## Records from a dataset
'''

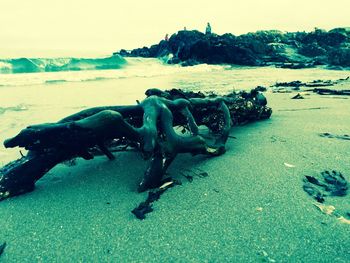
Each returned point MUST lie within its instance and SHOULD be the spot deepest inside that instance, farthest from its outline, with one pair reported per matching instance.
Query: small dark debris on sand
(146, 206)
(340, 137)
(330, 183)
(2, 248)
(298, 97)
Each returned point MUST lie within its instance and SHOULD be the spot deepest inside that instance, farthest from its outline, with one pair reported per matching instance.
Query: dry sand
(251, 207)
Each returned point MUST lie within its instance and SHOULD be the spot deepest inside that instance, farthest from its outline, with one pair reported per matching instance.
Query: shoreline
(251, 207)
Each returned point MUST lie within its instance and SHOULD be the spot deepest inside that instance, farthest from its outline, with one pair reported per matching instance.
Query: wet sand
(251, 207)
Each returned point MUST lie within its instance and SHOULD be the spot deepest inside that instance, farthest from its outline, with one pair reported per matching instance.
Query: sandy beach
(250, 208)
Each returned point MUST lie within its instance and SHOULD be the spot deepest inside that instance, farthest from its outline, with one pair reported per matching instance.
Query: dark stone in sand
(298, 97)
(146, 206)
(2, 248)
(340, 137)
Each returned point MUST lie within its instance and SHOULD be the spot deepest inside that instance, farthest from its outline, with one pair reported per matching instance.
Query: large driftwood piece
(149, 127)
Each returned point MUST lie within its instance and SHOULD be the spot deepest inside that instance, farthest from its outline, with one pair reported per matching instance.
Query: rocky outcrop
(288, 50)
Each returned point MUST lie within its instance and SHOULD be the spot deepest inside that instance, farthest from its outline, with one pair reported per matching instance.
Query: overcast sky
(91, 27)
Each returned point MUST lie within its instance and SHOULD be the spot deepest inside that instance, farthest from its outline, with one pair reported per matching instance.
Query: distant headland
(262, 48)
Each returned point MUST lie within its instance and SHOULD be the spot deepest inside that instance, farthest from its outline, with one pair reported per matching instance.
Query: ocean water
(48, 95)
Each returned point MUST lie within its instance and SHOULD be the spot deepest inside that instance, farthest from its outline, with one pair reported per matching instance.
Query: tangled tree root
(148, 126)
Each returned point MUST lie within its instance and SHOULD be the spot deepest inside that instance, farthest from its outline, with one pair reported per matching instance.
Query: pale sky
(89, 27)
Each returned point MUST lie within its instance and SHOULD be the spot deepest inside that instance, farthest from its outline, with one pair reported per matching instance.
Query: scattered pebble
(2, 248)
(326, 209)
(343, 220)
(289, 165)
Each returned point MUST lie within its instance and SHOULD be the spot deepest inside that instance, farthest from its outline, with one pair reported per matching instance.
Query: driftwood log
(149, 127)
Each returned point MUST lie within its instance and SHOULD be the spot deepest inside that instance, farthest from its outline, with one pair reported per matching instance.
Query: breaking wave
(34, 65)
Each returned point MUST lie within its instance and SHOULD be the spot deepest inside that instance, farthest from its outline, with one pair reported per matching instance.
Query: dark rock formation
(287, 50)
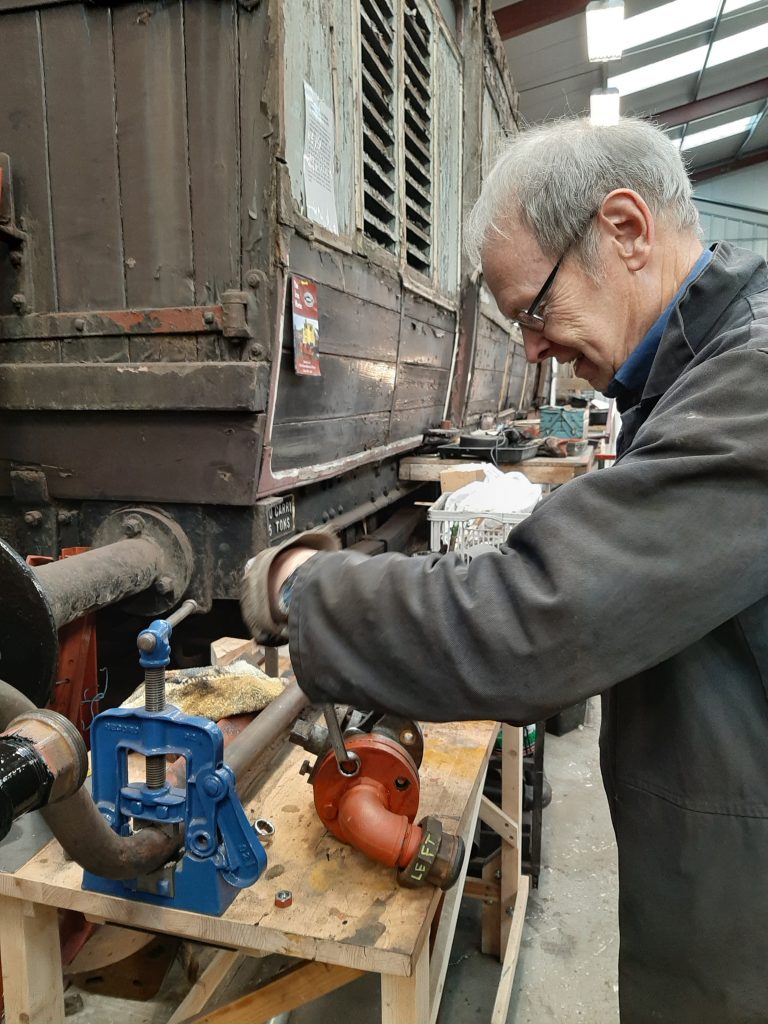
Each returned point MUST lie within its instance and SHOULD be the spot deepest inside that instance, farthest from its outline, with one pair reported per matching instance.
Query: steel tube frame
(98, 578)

'''
'''

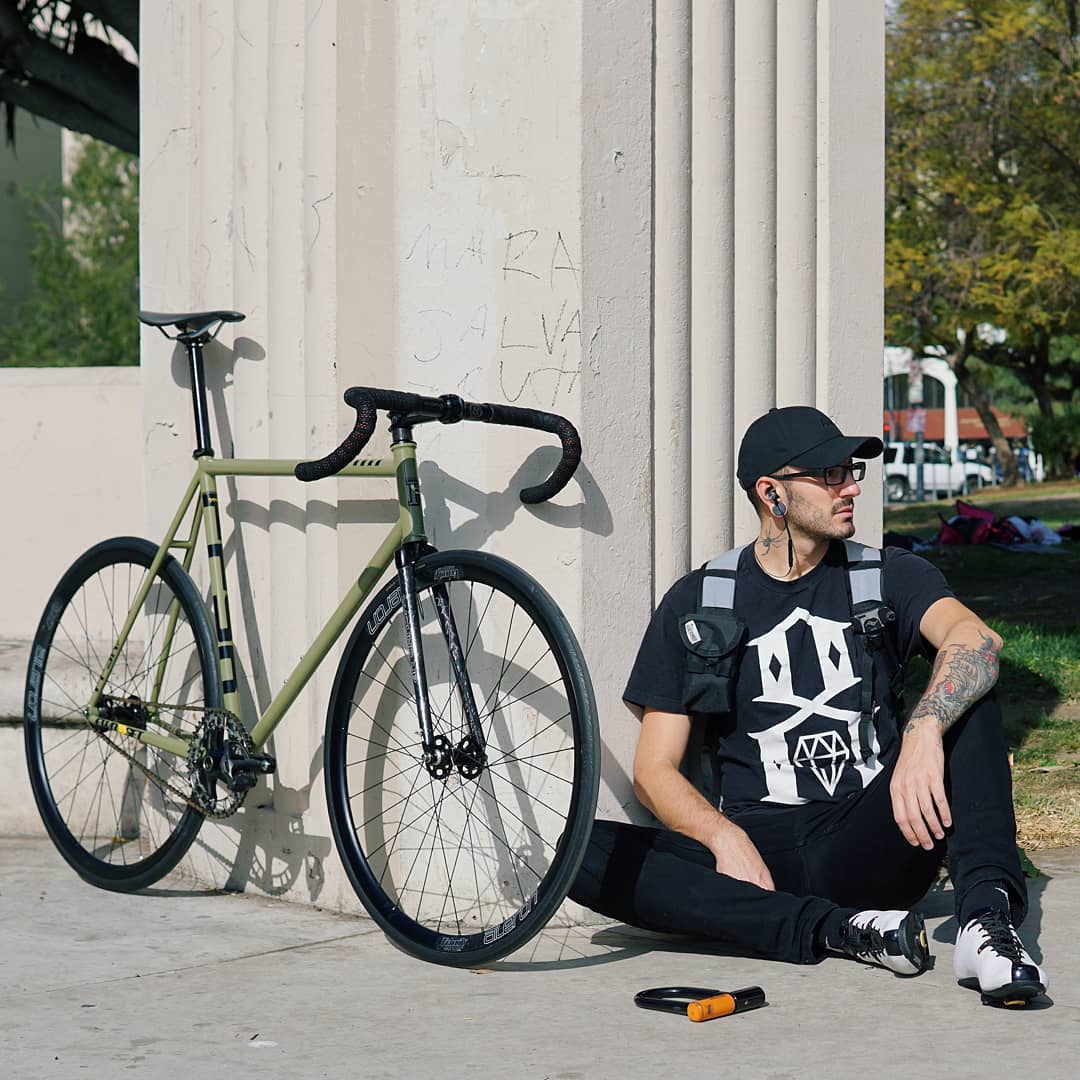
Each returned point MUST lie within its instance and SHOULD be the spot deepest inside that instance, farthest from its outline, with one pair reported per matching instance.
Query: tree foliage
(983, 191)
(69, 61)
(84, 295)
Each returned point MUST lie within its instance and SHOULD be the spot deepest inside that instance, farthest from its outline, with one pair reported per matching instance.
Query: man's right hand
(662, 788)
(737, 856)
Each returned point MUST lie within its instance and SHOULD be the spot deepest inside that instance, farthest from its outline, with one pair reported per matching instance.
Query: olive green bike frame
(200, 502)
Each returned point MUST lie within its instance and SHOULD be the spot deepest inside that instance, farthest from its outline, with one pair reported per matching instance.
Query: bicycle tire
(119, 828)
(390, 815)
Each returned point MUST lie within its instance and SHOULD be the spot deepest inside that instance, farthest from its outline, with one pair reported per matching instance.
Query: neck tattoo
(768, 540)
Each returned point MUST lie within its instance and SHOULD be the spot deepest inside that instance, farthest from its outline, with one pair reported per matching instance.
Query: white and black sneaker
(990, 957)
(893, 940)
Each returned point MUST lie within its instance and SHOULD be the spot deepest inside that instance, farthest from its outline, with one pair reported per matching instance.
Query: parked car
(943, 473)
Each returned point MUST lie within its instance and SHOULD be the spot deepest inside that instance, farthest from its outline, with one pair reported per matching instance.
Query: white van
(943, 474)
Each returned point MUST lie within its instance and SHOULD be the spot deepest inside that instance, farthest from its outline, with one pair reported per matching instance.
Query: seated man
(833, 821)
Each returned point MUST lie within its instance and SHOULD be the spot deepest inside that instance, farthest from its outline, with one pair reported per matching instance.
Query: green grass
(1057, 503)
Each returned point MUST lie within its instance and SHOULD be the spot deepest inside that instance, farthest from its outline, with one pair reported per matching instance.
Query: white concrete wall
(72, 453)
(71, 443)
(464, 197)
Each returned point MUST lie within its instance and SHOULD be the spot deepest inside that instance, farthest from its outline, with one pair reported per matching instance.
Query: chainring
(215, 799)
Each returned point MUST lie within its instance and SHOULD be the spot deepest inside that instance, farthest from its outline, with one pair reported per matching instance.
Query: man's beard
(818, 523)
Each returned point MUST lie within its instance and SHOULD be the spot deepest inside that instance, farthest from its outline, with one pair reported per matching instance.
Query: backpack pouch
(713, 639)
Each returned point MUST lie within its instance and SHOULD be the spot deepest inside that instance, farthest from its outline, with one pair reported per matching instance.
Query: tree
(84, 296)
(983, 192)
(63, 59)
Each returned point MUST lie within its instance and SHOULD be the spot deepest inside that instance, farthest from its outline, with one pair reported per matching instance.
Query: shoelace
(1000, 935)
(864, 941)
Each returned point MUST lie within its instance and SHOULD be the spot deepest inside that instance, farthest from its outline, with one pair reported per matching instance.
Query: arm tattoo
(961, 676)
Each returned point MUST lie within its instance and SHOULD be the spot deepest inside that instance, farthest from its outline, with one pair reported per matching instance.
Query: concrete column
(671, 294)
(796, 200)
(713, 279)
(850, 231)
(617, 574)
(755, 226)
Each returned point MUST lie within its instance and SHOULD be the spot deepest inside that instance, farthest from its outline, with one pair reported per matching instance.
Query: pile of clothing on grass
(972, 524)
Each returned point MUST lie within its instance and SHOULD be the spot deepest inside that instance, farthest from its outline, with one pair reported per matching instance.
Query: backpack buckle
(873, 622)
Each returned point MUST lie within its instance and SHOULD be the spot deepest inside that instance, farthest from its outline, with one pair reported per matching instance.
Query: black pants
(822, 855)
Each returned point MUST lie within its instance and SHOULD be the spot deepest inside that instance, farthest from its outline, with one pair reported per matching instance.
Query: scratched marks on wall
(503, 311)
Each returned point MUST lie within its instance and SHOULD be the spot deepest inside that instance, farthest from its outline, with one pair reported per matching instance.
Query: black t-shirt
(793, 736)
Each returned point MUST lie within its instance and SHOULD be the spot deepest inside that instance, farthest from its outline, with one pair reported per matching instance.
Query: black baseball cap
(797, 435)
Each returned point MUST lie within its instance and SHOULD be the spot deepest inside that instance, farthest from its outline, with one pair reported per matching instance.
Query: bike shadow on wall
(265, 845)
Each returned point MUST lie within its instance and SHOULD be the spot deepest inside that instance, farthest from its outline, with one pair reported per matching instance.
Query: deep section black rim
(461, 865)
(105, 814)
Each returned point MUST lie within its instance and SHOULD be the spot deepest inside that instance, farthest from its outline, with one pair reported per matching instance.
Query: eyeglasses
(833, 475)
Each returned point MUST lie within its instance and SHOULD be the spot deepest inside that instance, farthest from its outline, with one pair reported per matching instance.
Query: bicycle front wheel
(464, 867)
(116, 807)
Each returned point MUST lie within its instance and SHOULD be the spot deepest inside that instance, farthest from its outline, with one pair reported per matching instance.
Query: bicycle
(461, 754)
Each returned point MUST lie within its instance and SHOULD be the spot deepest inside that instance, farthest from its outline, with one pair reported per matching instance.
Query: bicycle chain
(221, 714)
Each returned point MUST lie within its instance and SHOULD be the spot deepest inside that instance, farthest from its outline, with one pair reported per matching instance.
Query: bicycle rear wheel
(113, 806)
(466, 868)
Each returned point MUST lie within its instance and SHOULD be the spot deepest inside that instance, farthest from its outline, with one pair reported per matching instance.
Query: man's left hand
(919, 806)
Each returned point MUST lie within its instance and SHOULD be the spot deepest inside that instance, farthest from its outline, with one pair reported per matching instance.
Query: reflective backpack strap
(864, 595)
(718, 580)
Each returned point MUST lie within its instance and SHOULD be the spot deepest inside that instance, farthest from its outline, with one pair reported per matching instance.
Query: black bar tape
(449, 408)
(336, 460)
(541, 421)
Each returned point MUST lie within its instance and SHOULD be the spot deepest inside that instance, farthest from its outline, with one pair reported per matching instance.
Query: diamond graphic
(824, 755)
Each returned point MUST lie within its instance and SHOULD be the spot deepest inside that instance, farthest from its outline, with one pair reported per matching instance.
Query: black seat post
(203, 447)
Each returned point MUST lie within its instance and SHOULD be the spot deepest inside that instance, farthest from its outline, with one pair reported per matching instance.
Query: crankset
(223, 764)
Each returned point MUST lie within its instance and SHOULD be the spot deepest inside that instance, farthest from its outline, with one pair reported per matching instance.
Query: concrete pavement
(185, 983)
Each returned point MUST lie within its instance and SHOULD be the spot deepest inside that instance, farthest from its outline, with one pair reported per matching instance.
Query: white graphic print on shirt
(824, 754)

'''

## Your task
Please count the lines in the entries above that contain the string "bike". Reply with the number alone.

## Solution
2